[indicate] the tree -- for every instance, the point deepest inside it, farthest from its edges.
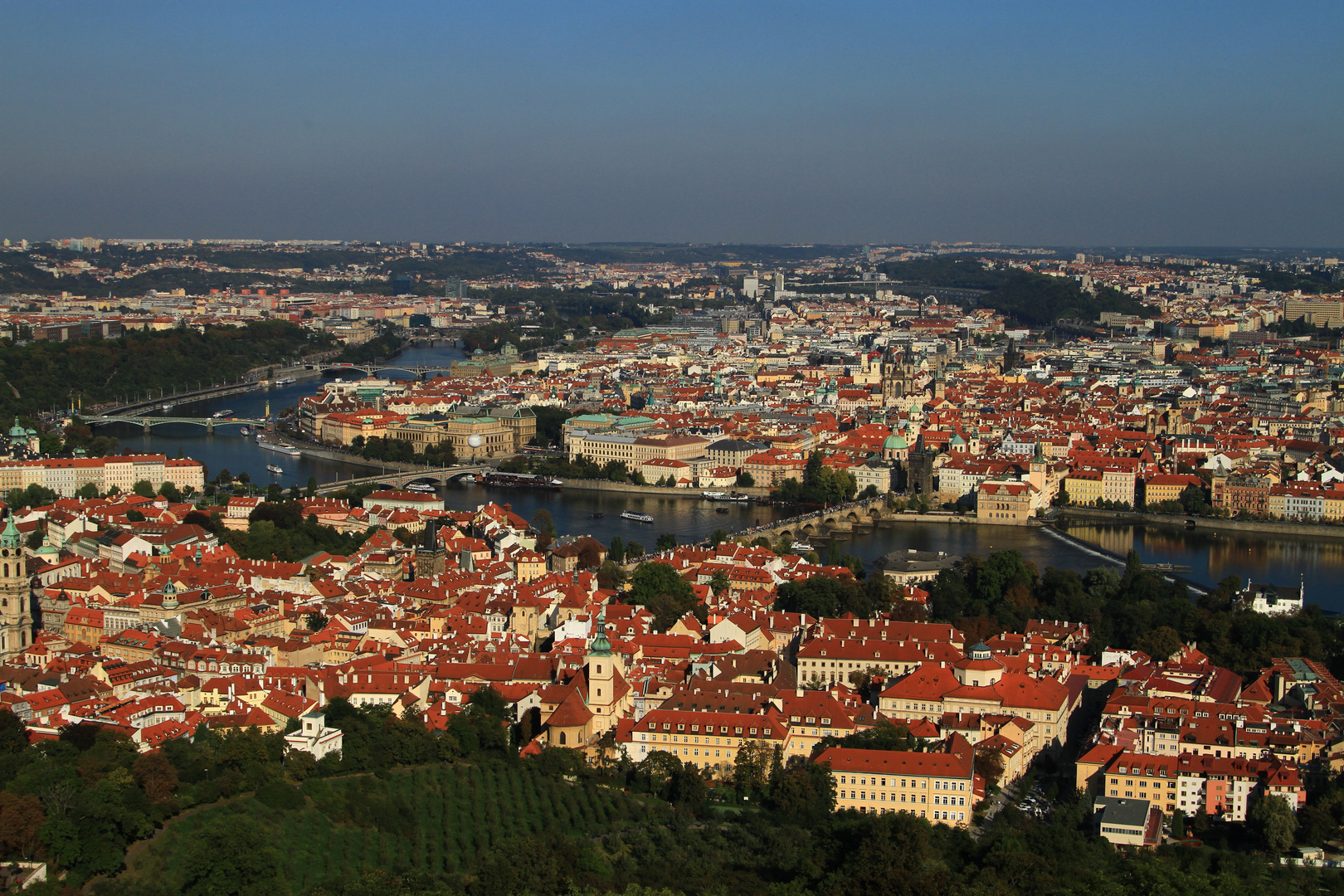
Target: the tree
(990, 765)
(1273, 821)
(231, 856)
(660, 589)
(1160, 644)
(488, 702)
(21, 824)
(544, 528)
(155, 776)
(752, 766)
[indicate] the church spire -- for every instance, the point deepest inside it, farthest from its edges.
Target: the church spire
(600, 645)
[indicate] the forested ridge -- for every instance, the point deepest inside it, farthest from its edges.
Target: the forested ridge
(1129, 607)
(42, 375)
(1027, 297)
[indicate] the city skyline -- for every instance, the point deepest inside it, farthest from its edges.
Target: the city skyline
(1081, 127)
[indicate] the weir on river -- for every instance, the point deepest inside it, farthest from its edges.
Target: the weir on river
(1209, 555)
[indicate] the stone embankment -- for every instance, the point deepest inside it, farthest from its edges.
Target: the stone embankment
(1246, 527)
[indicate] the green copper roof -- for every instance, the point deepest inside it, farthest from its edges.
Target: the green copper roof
(11, 538)
(600, 646)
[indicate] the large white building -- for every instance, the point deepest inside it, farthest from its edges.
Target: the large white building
(66, 476)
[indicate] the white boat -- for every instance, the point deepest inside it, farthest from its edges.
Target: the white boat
(279, 448)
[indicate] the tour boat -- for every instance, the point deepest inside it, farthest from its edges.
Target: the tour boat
(519, 480)
(279, 448)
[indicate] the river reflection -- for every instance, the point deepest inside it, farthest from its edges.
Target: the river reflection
(1211, 555)
(1316, 562)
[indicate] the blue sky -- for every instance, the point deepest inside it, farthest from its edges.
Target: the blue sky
(1064, 124)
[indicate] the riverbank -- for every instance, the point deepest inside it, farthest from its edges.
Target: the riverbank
(1272, 527)
(329, 455)
(606, 485)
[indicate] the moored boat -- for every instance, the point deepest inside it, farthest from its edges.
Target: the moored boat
(279, 448)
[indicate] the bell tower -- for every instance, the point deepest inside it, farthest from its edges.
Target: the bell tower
(604, 672)
(15, 597)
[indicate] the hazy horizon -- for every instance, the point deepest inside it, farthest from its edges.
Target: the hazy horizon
(771, 124)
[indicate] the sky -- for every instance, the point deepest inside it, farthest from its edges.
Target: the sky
(1060, 124)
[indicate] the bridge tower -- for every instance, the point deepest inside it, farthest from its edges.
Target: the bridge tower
(15, 596)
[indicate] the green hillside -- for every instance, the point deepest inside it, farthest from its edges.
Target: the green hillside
(437, 820)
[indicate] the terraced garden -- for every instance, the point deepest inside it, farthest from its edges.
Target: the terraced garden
(436, 818)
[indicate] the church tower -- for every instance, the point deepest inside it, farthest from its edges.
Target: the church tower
(15, 597)
(1040, 469)
(898, 377)
(919, 468)
(604, 676)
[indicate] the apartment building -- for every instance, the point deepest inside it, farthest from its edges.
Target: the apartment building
(940, 786)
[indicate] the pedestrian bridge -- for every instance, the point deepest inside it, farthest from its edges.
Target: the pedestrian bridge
(825, 523)
(401, 479)
(149, 422)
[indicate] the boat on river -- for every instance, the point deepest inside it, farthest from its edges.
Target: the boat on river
(520, 480)
(280, 449)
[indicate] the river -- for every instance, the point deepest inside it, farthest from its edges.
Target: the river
(1319, 563)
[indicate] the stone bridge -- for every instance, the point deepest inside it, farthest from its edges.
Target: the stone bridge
(149, 422)
(401, 479)
(825, 523)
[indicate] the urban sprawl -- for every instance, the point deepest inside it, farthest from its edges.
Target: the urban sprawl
(827, 381)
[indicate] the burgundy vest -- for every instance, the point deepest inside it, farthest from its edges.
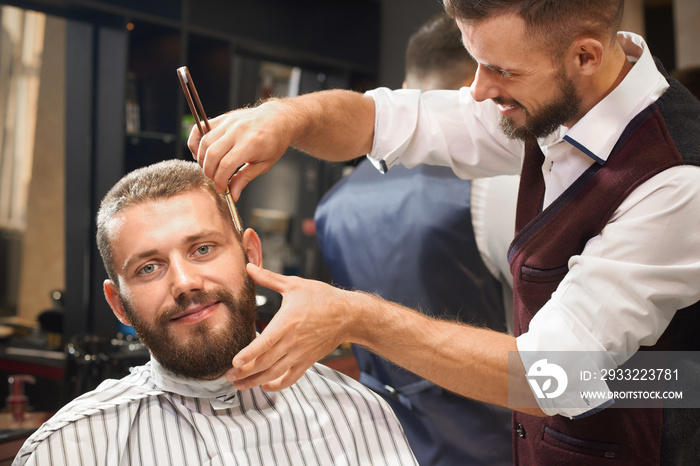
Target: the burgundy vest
(666, 134)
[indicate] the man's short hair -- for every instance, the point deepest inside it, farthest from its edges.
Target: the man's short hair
(161, 180)
(553, 24)
(435, 50)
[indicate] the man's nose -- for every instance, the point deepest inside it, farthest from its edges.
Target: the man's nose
(184, 277)
(484, 85)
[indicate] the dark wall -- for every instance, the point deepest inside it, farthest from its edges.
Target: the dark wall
(400, 19)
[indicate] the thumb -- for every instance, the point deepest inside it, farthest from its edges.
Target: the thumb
(243, 176)
(266, 278)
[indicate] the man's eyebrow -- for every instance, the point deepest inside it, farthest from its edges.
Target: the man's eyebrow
(138, 257)
(152, 252)
(203, 234)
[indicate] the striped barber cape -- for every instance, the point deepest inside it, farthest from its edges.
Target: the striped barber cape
(152, 417)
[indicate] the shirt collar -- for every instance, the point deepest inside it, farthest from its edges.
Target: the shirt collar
(597, 132)
(219, 391)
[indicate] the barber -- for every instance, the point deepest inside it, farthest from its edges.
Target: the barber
(606, 258)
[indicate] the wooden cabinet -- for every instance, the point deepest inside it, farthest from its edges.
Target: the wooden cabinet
(125, 108)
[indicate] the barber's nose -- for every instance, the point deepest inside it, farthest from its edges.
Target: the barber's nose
(184, 277)
(484, 85)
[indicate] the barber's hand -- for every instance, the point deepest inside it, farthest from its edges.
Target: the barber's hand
(308, 326)
(256, 136)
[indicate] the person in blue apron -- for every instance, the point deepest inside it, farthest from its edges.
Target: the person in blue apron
(422, 244)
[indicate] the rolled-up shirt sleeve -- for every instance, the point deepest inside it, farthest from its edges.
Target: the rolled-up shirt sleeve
(443, 127)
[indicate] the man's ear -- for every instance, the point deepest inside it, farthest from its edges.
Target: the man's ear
(252, 247)
(586, 55)
(115, 302)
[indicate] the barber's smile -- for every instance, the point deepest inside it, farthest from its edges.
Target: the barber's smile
(196, 313)
(508, 106)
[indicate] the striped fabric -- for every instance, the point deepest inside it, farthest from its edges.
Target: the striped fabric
(151, 418)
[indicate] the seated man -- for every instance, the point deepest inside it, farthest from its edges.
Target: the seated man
(177, 274)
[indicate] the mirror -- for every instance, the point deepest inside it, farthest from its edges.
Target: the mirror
(32, 161)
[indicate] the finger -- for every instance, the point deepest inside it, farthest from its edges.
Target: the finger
(193, 142)
(214, 146)
(268, 279)
(244, 380)
(244, 176)
(259, 355)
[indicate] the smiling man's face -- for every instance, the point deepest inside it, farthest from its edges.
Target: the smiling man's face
(534, 94)
(182, 282)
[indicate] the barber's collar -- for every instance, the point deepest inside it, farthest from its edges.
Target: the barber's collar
(220, 392)
(597, 132)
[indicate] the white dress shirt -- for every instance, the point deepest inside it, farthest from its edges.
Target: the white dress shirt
(152, 417)
(625, 287)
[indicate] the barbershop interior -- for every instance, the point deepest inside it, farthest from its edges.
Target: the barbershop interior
(89, 92)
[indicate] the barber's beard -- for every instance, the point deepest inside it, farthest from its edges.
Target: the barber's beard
(565, 107)
(207, 353)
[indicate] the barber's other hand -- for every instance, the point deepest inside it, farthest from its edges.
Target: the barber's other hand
(308, 326)
(256, 136)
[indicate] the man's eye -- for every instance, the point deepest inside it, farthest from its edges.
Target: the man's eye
(146, 269)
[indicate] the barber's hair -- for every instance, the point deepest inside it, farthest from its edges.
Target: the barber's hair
(436, 51)
(161, 180)
(554, 24)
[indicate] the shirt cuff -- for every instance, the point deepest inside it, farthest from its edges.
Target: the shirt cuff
(396, 115)
(562, 370)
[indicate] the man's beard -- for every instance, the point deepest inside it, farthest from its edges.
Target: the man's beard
(206, 353)
(564, 108)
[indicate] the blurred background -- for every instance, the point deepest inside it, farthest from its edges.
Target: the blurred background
(88, 92)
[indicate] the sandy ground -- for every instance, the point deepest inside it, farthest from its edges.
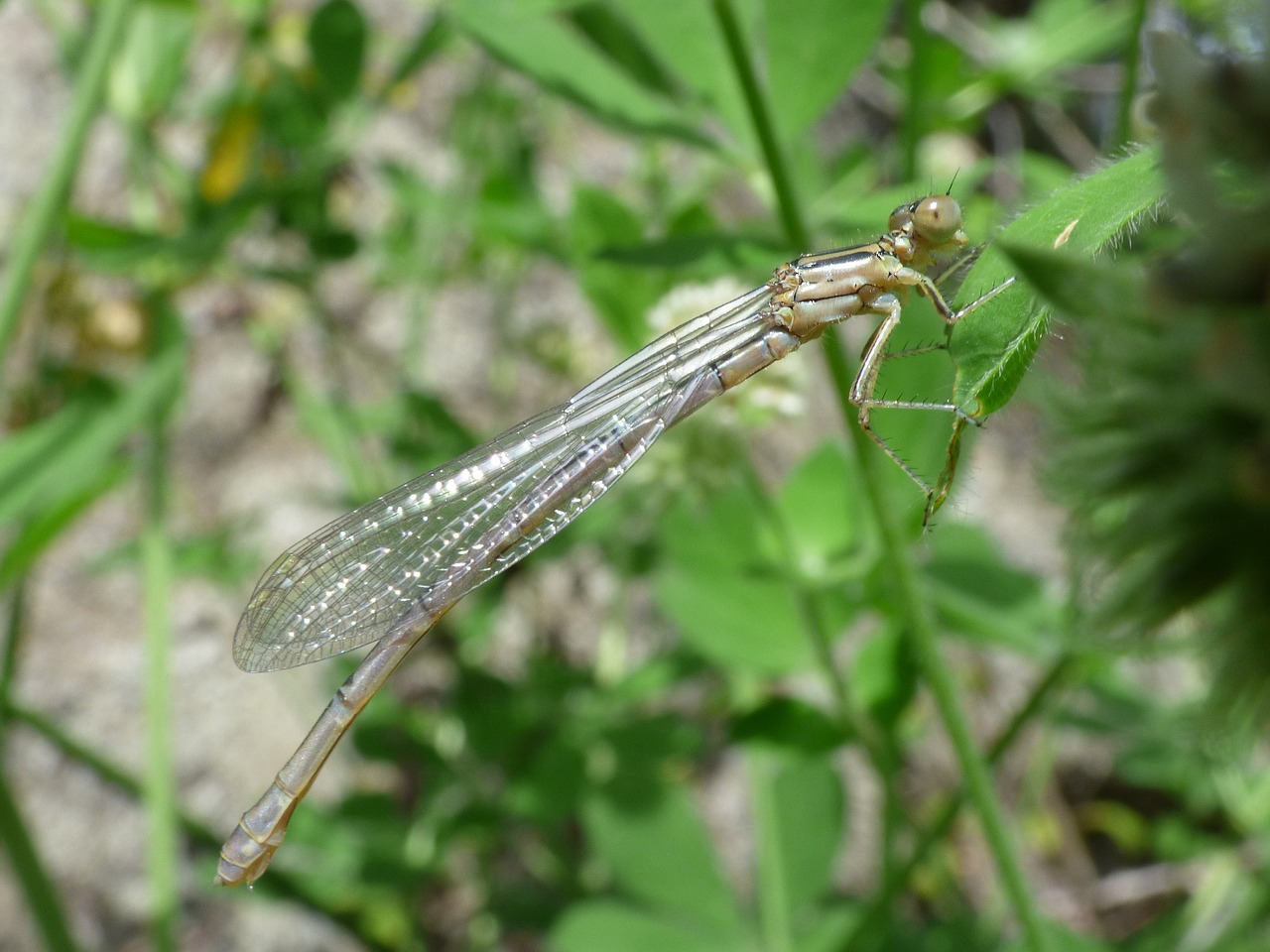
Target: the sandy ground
(81, 660)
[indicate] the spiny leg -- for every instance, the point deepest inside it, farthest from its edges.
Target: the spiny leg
(866, 382)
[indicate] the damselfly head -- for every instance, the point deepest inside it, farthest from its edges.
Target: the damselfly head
(935, 220)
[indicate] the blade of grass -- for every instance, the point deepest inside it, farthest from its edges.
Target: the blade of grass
(883, 901)
(42, 900)
(108, 28)
(160, 787)
(280, 884)
(912, 602)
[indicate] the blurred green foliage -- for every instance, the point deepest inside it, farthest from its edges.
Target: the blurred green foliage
(758, 658)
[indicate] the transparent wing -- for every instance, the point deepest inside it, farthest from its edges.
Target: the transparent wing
(441, 535)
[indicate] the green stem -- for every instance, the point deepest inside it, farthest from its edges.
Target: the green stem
(912, 603)
(881, 902)
(280, 884)
(160, 791)
(774, 911)
(795, 230)
(42, 898)
(37, 887)
(1132, 66)
(912, 123)
(783, 182)
(48, 204)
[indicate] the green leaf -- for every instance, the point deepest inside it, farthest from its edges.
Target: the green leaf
(743, 624)
(1079, 287)
(336, 44)
(993, 347)
(561, 60)
(622, 295)
(821, 507)
(54, 461)
(815, 49)
(799, 811)
(980, 594)
(616, 927)
(150, 66)
(46, 525)
(788, 724)
(686, 40)
(663, 856)
(884, 674)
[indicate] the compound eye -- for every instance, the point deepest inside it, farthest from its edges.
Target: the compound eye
(938, 218)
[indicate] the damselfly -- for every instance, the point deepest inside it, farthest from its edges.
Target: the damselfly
(389, 570)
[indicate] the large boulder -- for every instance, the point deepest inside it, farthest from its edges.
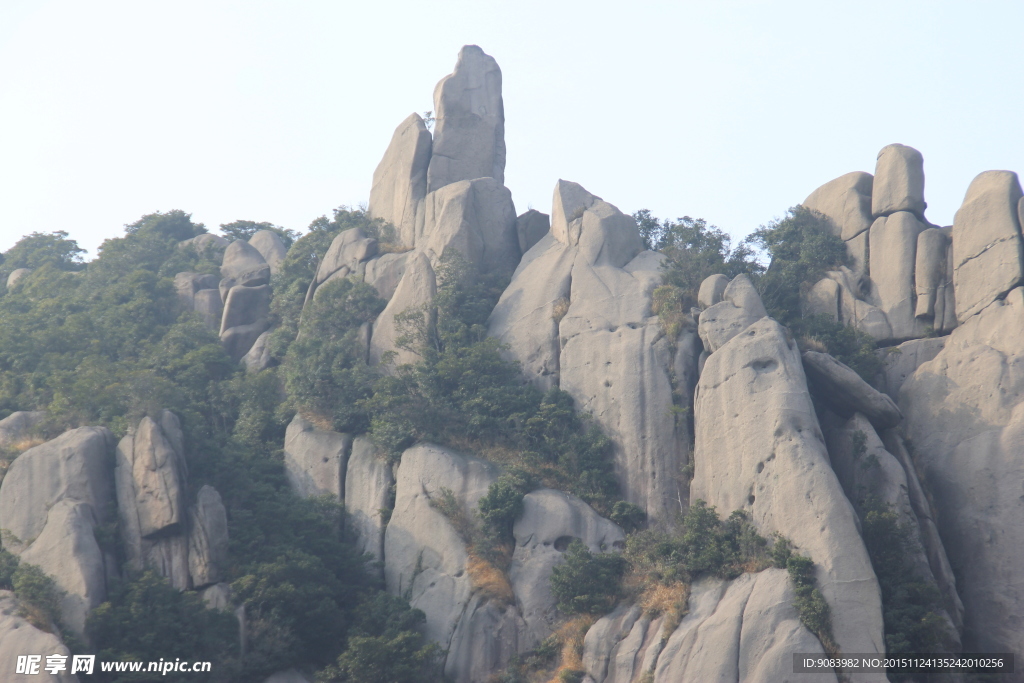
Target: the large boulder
(759, 449)
(530, 226)
(241, 260)
(986, 242)
(15, 275)
(268, 244)
(19, 427)
(18, 638)
(739, 308)
(368, 493)
(75, 466)
(742, 630)
(315, 459)
(893, 245)
(474, 217)
(245, 305)
(67, 550)
(899, 181)
(845, 203)
(469, 130)
(845, 392)
(400, 179)
(151, 479)
(578, 315)
(424, 556)
(207, 539)
(415, 294)
(550, 520)
(965, 418)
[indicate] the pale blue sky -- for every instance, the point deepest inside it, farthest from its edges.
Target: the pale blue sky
(276, 111)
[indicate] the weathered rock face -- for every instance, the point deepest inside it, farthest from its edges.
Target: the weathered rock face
(207, 539)
(268, 244)
(740, 307)
(845, 392)
(530, 226)
(400, 179)
(17, 637)
(846, 204)
(51, 501)
(369, 482)
(315, 460)
(893, 243)
(415, 293)
(469, 132)
(965, 417)
(151, 477)
(424, 556)
(741, 630)
(986, 242)
(578, 316)
(899, 181)
(475, 218)
(759, 449)
(550, 520)
(242, 259)
(19, 426)
(75, 466)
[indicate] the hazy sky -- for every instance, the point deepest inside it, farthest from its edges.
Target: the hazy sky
(275, 111)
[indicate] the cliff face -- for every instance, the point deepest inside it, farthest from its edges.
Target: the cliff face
(724, 408)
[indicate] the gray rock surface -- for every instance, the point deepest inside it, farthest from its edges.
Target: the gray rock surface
(846, 204)
(241, 259)
(415, 293)
(268, 244)
(530, 226)
(258, 357)
(368, 492)
(986, 242)
(893, 243)
(744, 630)
(400, 179)
(712, 290)
(75, 466)
(965, 418)
(19, 427)
(739, 308)
(759, 449)
(901, 361)
(845, 392)
(315, 459)
(424, 557)
(15, 275)
(550, 520)
(67, 550)
(346, 252)
(930, 273)
(18, 637)
(899, 181)
(475, 218)
(469, 130)
(207, 539)
(245, 305)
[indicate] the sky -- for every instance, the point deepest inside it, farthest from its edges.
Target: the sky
(279, 111)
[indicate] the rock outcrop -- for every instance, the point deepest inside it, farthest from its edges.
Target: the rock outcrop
(18, 637)
(469, 132)
(965, 418)
(759, 449)
(51, 501)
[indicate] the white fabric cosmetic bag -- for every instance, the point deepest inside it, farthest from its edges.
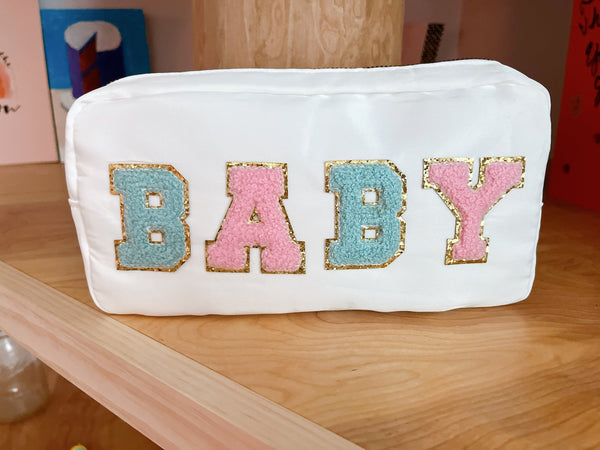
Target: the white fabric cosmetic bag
(268, 191)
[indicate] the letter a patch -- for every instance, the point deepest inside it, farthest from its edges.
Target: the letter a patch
(256, 218)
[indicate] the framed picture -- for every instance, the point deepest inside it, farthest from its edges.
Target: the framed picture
(87, 49)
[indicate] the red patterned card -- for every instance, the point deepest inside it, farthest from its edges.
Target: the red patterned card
(577, 148)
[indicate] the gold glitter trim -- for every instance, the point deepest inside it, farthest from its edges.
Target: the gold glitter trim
(154, 194)
(368, 228)
(246, 269)
(186, 204)
(483, 162)
(328, 165)
(162, 237)
(365, 192)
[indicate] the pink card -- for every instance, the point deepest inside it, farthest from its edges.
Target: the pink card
(26, 127)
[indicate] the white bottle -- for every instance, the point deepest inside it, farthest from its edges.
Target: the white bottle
(23, 383)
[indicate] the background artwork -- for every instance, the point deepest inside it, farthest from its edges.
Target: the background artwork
(87, 49)
(26, 127)
(6, 85)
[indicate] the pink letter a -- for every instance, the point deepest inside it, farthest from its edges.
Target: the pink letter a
(256, 218)
(451, 179)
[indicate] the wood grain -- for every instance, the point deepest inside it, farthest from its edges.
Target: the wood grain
(70, 418)
(522, 375)
(297, 33)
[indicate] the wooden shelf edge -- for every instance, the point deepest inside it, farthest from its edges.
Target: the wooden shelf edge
(170, 398)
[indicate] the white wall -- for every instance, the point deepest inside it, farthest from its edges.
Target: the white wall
(530, 35)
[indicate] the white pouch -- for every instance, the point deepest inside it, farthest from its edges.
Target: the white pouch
(268, 191)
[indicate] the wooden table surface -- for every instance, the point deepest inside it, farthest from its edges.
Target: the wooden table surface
(520, 375)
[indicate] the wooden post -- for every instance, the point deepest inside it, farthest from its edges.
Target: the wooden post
(297, 33)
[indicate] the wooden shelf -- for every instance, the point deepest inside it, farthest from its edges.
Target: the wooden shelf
(524, 375)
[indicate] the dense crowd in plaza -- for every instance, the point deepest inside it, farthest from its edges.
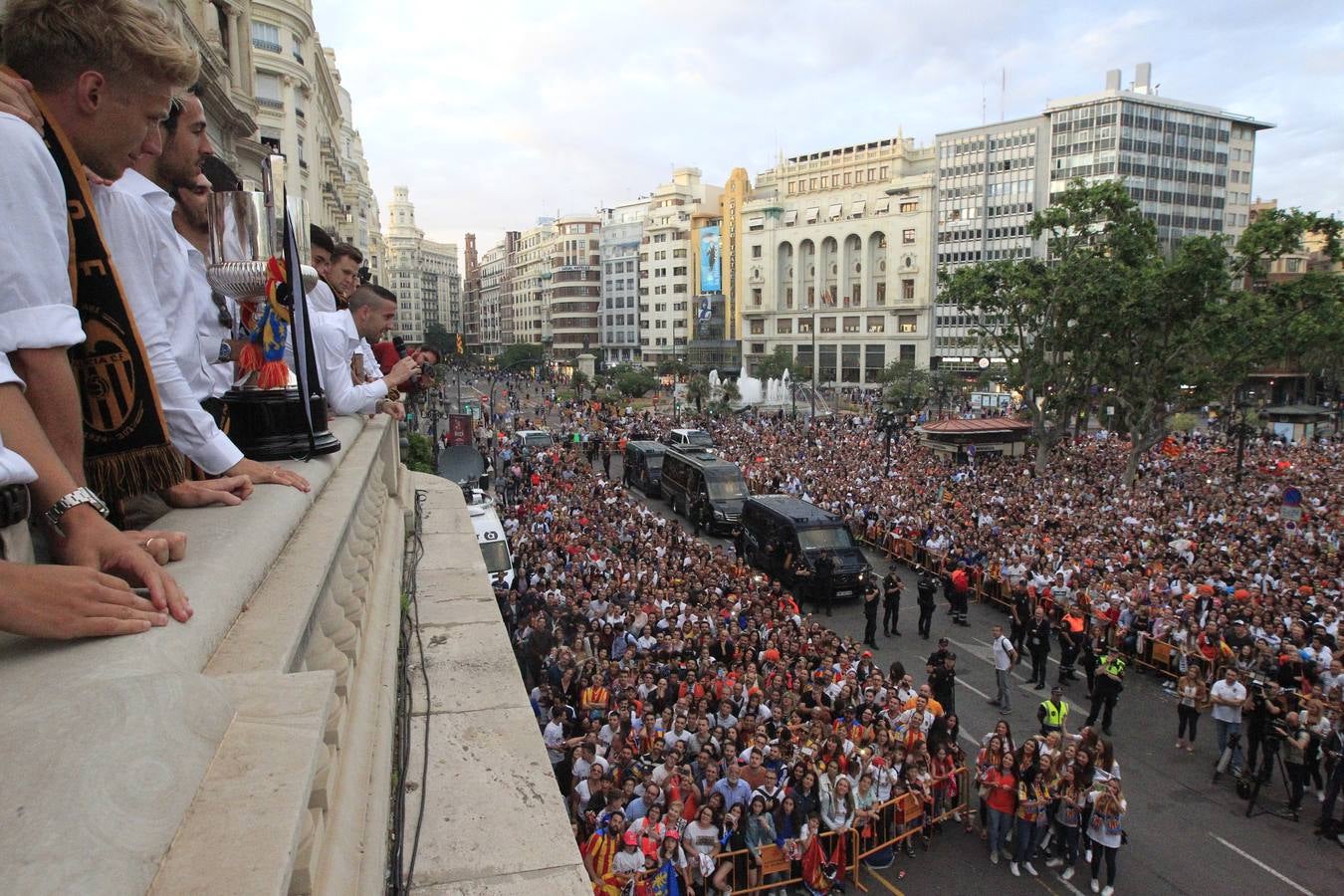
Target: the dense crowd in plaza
* * *
» WRITTEN INSTRUCTION
Begin at the line containing "[indicate] the wooden shelf edge" and extract every line through the end of the records, inclusive, exactly and only; omit pictures.

» TASK ANSWER
[indicate] the wooden shelf edge -- for every instance, the point deepest inside it, farthest from its edges.
Target: the wooden shelf edge
(170, 398)
[indicate] the white wall -- for every instance, the point deepest inside it, farthest from its edges.
Target: the white wall
(530, 35)
[indicate] the white pouch -- for every instance, the point deepest inside it, farthest from its edges.
Target: the white pouch
(268, 191)
[indicate] the wooden table surface -- for every instance, the point deepest inside it, farthest from its edges.
Target: the wooden table surface
(520, 375)
[indicate] the wooden post -- for every instance, the point deepest inside it, farthest from its edges.
Target: the wooden post
(297, 33)
[indicate] the wooden shelf -- for every instance, the point deepest inside it, farthest from its edges.
Target: the wooden shelf
(524, 375)
[indicate] the dense crowd in plaza -- for every instance, the point deepest inside it, farthest from its edges.
Target: the dense crowd in plaza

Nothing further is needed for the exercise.